____ DATA FOR PROCESSING

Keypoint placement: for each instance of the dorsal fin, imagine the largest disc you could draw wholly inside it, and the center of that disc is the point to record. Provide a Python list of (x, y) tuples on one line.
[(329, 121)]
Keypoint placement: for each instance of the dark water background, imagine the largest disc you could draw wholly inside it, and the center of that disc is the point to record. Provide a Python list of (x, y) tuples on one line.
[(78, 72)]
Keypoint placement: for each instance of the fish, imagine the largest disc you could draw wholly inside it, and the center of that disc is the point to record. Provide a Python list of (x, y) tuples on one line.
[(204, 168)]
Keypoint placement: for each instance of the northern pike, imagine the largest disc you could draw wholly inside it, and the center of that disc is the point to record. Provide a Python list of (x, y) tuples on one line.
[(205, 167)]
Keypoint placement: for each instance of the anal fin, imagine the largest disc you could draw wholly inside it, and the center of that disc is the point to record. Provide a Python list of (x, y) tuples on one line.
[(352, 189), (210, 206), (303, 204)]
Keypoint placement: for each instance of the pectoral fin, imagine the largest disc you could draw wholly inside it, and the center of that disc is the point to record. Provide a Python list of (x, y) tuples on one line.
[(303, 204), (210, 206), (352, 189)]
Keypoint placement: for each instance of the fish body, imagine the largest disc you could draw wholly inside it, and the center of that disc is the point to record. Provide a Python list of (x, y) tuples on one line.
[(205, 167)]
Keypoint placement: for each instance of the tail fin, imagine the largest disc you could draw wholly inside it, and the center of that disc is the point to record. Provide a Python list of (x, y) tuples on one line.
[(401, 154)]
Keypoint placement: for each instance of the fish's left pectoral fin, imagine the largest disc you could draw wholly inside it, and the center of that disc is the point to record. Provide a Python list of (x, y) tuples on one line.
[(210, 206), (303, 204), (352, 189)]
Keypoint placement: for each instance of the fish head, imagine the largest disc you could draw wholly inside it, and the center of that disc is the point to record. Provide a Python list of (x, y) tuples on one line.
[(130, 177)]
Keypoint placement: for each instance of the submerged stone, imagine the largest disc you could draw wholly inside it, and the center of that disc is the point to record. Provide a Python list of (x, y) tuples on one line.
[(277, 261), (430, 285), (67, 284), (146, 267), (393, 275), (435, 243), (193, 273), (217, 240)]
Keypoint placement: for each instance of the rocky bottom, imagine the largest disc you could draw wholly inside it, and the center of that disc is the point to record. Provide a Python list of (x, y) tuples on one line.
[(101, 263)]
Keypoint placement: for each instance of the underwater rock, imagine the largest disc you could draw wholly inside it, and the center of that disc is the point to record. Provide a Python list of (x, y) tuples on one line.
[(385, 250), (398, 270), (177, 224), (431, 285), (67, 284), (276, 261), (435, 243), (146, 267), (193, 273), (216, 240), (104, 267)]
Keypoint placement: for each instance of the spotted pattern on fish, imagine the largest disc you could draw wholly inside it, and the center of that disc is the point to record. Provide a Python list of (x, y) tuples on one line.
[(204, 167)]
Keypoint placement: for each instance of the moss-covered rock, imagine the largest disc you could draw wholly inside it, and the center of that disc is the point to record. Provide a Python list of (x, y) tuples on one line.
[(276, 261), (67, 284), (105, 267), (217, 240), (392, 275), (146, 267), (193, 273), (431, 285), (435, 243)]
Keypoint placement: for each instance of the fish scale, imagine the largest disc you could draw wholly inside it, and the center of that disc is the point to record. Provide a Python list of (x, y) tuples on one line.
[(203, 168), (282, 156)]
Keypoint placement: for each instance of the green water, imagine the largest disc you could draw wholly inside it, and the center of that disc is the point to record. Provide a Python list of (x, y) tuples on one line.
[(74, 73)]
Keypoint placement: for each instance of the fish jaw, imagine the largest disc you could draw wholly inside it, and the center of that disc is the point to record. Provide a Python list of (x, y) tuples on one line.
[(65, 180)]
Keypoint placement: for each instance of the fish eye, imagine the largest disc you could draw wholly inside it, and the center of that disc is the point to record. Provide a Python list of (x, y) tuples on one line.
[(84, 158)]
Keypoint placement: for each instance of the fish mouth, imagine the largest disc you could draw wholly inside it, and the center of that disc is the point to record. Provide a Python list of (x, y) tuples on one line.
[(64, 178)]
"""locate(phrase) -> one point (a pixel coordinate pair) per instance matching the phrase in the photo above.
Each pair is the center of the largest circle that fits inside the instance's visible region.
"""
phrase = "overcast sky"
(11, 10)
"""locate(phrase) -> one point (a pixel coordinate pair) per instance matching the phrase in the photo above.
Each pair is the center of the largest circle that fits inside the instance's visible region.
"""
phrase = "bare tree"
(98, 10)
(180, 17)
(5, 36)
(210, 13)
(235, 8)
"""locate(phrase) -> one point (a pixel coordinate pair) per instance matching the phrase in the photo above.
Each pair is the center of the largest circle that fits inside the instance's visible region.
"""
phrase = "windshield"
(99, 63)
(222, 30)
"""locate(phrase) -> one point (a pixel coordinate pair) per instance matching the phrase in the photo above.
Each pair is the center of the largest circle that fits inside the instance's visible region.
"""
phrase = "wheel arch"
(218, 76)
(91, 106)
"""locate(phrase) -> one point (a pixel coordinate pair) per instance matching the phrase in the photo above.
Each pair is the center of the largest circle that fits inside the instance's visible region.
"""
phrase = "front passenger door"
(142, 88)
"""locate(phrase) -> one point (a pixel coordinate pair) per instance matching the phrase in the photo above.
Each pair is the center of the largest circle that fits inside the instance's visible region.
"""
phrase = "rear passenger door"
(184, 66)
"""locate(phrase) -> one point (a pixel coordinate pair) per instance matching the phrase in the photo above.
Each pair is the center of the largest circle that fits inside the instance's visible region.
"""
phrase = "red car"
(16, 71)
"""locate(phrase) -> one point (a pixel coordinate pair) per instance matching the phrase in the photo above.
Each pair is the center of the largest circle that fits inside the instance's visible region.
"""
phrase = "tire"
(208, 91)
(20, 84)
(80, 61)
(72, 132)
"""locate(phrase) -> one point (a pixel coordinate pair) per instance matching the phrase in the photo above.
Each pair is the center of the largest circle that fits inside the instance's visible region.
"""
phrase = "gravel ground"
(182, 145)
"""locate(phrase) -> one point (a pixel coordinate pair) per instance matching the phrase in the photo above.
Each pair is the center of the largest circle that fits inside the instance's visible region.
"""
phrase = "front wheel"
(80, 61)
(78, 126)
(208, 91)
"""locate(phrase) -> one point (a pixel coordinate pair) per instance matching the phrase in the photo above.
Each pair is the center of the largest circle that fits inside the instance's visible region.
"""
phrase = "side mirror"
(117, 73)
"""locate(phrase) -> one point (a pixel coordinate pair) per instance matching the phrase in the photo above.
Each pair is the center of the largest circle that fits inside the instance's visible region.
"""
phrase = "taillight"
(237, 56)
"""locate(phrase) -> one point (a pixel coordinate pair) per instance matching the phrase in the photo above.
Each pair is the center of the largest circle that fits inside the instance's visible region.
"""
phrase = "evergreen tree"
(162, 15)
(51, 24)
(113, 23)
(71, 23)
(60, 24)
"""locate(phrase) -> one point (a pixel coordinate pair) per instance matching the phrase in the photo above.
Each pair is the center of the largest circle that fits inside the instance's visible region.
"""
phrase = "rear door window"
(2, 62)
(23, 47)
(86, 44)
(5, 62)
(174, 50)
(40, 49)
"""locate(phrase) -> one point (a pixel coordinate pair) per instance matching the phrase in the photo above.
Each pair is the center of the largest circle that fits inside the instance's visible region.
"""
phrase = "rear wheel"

________

* [TASK]:
Turn all of the material above into a numbered list with one item per line, leaving out any blank lines.

* [RESULT BELOW]:
1. Keypoint placement: for each instance of the dorsal fin, imagine the largest disc you could draw wholly inside it, and the center of that disc is the point to record. Provide a Python list of (x, y) tuples on one line.
2. [(329, 121)]
3. Keypoint placement: for each instance of the dark water background, imagine the largest disc you could draw wholly inside it, and the center of that disc is the point to record. Provide a Python list of (x, y) tuples on one line.
4. [(78, 72)]
5. Keypoint placement: for each instance of the fish, imagine the largest disc you could draw wholly inside it, and the center of that disc is the point to record. Provide a Python list of (x, y) tuples on one line.
6. [(204, 168)]
7. Keypoint placement: for each instance of the northern pike, imagine the largest disc you could draw wholly inside it, and the center of that disc is the point to record. Provide a Python list of (x, y) tuples on one line.
8. [(205, 167)]
9. Keypoint placement: for each instance of the anal fin, imagine the largest disc you could draw wholly inside it, and the center of that disc is the point to record. Provide a Python list of (x, y) tuples on one line.
10. [(352, 189), (210, 206), (303, 204)]
11. Keypoint placement: for each instance of the pectoral fin, imagine the largest disc you could draw wholly inside it, and the center of that disc is the point to record. Provide a Python list of (x, y) tuples on one line.
12. [(303, 204), (210, 206), (352, 189)]
13. Keypoint placement: for each instance of the fish body, imagine the largest disc you could draw wholly inside it, and the center of that disc is the point to record. Provide a Python list of (x, y) tuples on one line.
14. [(205, 167)]
15. Keypoint placement: for each instance of the tail fin, imagine the largest disc you could draw wholly inside it, and the center of that disc is the point to record. Provide a Python list of (x, y) tuples on one line.
16. [(401, 154)]
17. Keypoint placement: for each instance of the fish's left pectoral fin, imagine the largest disc you could draw wholly inside it, and the center of that disc is the point to record. Provide a Python list of (x, y) tuples on one line.
18. [(210, 206), (303, 204), (352, 189)]
19. Keypoint placement: for each instance of the fish head, imagine the largest disc you could draw wholly inside it, and the center of that disc is the point to record. Provide a Python list of (x, y) tuples on one line.
20. [(130, 177)]
21. Keypoint placement: for each instance of the submerged stone, imagine the largest disc you could draw wholly inside it, and the center of that disc is the point to record. Provide a Python list of (x, y) tuples on one line.
22. [(277, 261), (430, 285), (67, 284), (146, 267), (393, 275), (435, 243), (193, 273), (217, 240)]
23. Keypoint placement: for each instance of the rocky bottom, imagine the largest disc you could draw wholly inside it, and the center of that disc is the point to record. Provide a Python list of (x, y) tuples on one line.
24. [(101, 263)]
25. Keypoint placement: for each instance of the underwater rock, imagine the largest disc you could draw wholly inside it, and the center of that disc is the point to record. Provide a Python list of (x, y) tuples on one line.
26. [(385, 250), (398, 270), (177, 224), (431, 285), (67, 284), (276, 261), (435, 243), (146, 267), (193, 273), (216, 240), (104, 267)]
27. Keypoint placement: for each instance of the spotted pattern on fish, imagine the largest disc you could draw wholly inside it, and the center of that disc is the point to record. Provide a Python list of (x, y) tuples on one line.
28. [(204, 167)]
29. Keypoint placement: for each instance of the moss-covered rock, imagine the largest disc you could draw wholly inside it, and the center of that disc is the point to record. Provide a Python list of (x, y) tuples on one line.
30. [(276, 261), (67, 284), (105, 267), (217, 240), (392, 275), (146, 267), (193, 273), (431, 285), (435, 243)]
31. Keypoint placement: for each instance of the fish scale, imagine the largest disc you could draw wholly inside it, and the center of that disc is the point to record. Provide a Python list of (x, y) tuples on one line.
32. [(203, 168), (282, 156)]
33. Keypoint placement: for each instance of the green water, imagine the largest disc you could draw wholly inside it, and the center of that disc is the point to record. Provide a Python list of (x, y) tuples on one line.
34. [(74, 73)]
35. Keypoint placement: for each instance of the fish jaw, imagine the largest disc you could draw wholly inside it, and the center of that disc is the point to record. Provide a Python list of (x, y) tuples on one line.
36. [(65, 180)]
37. Keypoint placement: for each instance of the fish eye, imagine the largest disc you could draw wholly inside it, and the center of that disc is the point to record. Provide a Python list of (x, y) tuples on one line.
38. [(84, 158)]
39. Keypoint placement: for each instance of the fish mouth, imagine the largest disc you could draw wholly inside it, and the center of that disc is the point to record. Provide a Python list of (x, y) tuples on one line.
40. [(64, 178)]
41. """locate(phrase) -> one point (a pixel coordinate pair) per instance matching the phrase in the photo above.
42. Each pair is the center of the largest circle that fits inside the instance's visible region.
43. """
44. phrase = "overcast sky"
45. (11, 10)
46. """locate(phrase) -> one point (a pixel coordinate pair) per instance matching the phrase in the photo above.
47. Each pair is the center of the largest circle that fits inside the instance's visible region.
48. """
49. phrase = "bare tree"
50. (98, 10)
51. (180, 17)
52. (5, 36)
53. (210, 13)
54. (235, 8)
55. """locate(phrase) -> one point (a pixel coordinate pair) per instance matching the phrase in the photo above.
56. Each pair is the center of the largest circle that fits inside the instance's visible region.
57. """
58. phrase = "windshield"
59. (99, 63)
60. (222, 30)
61. """locate(phrase) -> one point (a pixel coordinate pair) per instance matching the phrase in the photo above.
62. Each pair is the center of the largest circle that fits inside the instance's visible region.
63. """
64. phrase = "wheel arch"
65. (218, 76)
66. (91, 106)
67. """locate(phrase) -> one point (a pixel coordinate pair) per instance matching the phrase in the photo above.
68. Each pair is the center of the largest circle that fits inside the instance's visible region.
69. """
70. phrase = "front passenger door"
71. (142, 88)
72. """locate(phrase) -> one point (a pixel coordinate pair) per instance matching the phrase in the photo above.
73. Each pair is the center of the largest circle that fits inside the instance's visible region.
74. """
75. phrase = "rear passenger door"
76. (184, 66)
77. """locate(phrase) -> one point (a pixel coordinate pair) per instance matching the phrase in the photo above.
78. Each pair is the center of the largest circle that fits inside the instance's visible region.
79. """
80. phrase = "red car"
81. (16, 71)
82. """locate(phrase) -> one point (a pixel coordinate pair) per instance matching the phrase in the photo above.
83. Each pair is the center of the largest circle that fits inside the instance's visible region.
84. """
85. phrase = "tire"
86. (208, 91)
87. (20, 84)
88. (80, 61)
89. (72, 132)
90. """locate(phrase) -> one point (a pixel coordinate pair) per instance matching the phrase in the photo above.
91. Each pair is the center of the largest circle that fits inside the instance's visible region.
92. """
93. phrase = "gravel ground"
94. (182, 145)
95. """locate(phrase) -> one point (a pixel coordinate pair) per instance matching the phrase in the photo above.
96. Each pair is the center of the largest circle that fits inside the instance's visible region.
97. """
98. phrase = "front wheel"
99. (80, 61)
100. (78, 126)
101. (208, 91)
102. """locate(phrase) -> one point (a pixel coordinate pair) per instance matching the phrase in the photo above.
103. Each pair is the center of the largest circle that fits inside the instance's visible region.
104. """
105. phrase = "side mirror"
106. (117, 73)
107. """locate(phrase) -> one point (a pixel coordinate pair) per instance matching the phrase in the photo above.
108. Each pair is the center of the largest circle that fits inside the instance's visible region.
109. """
110. phrase = "taillight"
111. (237, 56)
112. """locate(phrase) -> one point (a pixel coordinate pair) per instance matching the phrase in the photo above.
113. Each pair is the center of the largest circle that fits inside the instance's visible region.
114. """
115. phrase = "evergreen tree"
116. (162, 15)
117. (51, 24)
118. (113, 23)
119. (71, 23)
120. (60, 24)
121. """locate(phrase) -> one point (a pixel coordinate pair) per instance matching the phrase in the photo above.
122. Each pair is the center of the largest circle that fits inside the instance's visible region.
123. """
124. phrase = "rear door window"
125. (2, 62)
126. (23, 47)
127. (86, 44)
128. (5, 62)
129. (174, 50)
130. (40, 49)
131. """locate(phrase) -> one point (a pixel coordinate pair) per instance matching the phrase in the photo above.
132. Each pair is the center of the largest circle that fits inside the instance's visible region.
133. """
134. phrase = "rear wheel"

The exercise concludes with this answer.